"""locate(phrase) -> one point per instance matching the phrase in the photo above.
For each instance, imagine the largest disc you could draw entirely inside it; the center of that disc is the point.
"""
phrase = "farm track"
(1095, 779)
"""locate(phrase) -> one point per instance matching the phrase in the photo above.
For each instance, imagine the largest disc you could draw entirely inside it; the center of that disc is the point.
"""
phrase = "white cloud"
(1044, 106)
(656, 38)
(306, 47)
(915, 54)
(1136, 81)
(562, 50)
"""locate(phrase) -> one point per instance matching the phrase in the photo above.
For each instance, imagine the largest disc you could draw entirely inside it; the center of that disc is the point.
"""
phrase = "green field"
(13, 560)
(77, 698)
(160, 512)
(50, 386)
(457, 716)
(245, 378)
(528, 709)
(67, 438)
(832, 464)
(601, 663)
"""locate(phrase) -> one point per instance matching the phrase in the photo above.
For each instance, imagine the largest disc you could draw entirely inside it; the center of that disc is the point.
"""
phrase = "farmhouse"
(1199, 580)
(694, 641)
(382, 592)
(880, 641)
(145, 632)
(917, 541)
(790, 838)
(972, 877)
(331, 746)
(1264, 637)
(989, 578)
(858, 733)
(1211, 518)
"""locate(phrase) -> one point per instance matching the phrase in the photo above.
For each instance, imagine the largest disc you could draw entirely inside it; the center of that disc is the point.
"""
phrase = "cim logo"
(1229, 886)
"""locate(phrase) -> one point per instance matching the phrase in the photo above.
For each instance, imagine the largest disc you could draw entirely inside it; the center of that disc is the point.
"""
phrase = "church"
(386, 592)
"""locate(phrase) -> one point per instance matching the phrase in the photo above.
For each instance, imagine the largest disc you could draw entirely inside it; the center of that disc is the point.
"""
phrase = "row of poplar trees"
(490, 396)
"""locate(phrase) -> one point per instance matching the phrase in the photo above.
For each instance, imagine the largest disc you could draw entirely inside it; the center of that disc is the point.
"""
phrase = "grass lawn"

________________

— Work order —
Leaving every word in place, retype all of the listing.

— Response to this exercise —
"""locate(phrase) -> one point per instance matching the phrase in the photo above.
For each instance, imagine the largest disc you could draw entirely inside it; the center of that disc is the point.
"""
phrase = "farm track"
(1095, 779)
"""locate(phrase) -> one point per instance matching the phrase in the photo above.
For each instance, imagine the largest disc you could draw entirely inside it; the center of that disc is the point.
"""
phrase = "white cloud"
(1044, 106)
(656, 38)
(306, 47)
(915, 54)
(1136, 81)
(562, 50)
"""locate(phrase) -> one point per instance matching the phrase in the photo above.
For each instance, imagine the largest disc you could draw entirely inside it; the center of that disc is the point.
"""
phrase = "green field"
(13, 560)
(77, 698)
(160, 512)
(50, 386)
(457, 716)
(245, 378)
(528, 709)
(67, 438)
(832, 464)
(601, 663)
"""locate(phrase) -> one point per instance matching the phrase in the photo above.
For each instance, imagine the largest disc you could draw entirely inside it; the center of that disc is the point.
"""
phrase = "farmhouse"
(1199, 580)
(694, 641)
(382, 592)
(880, 641)
(145, 632)
(917, 541)
(790, 838)
(972, 877)
(331, 746)
(1264, 637)
(989, 578)
(858, 733)
(1211, 518)
"""locate(phrase) -> one point per instance matching the phrase in the photo above.
For each instance, imagine the largest disc you could draw entirely inside it; the center of that disc is the point.
"""
phrase = "cim logo"
(1229, 886)
"""locate(phrase) -> one point per instance matching the phrase in the photo above.
For each instance, imagine the largest disc you could draw entirely inside it; the center of that disc is the point.
"""
phrase = "church"
(386, 592)
"""locate(phrase) -> one point per instance matching the phrase in the photo above.
For each instance, imagine the largest disc you could draw entirely inside it; the center of that disc is the point.
"""
phrase = "row of poplar trees"
(490, 396)
"""locate(phrase) -> one point per instance matching the phrase in the photo above.
For each instance, imagine the largest disc you could draw entirely inside it; the center of that disc is the point.
"""
phrase = "grass lawn"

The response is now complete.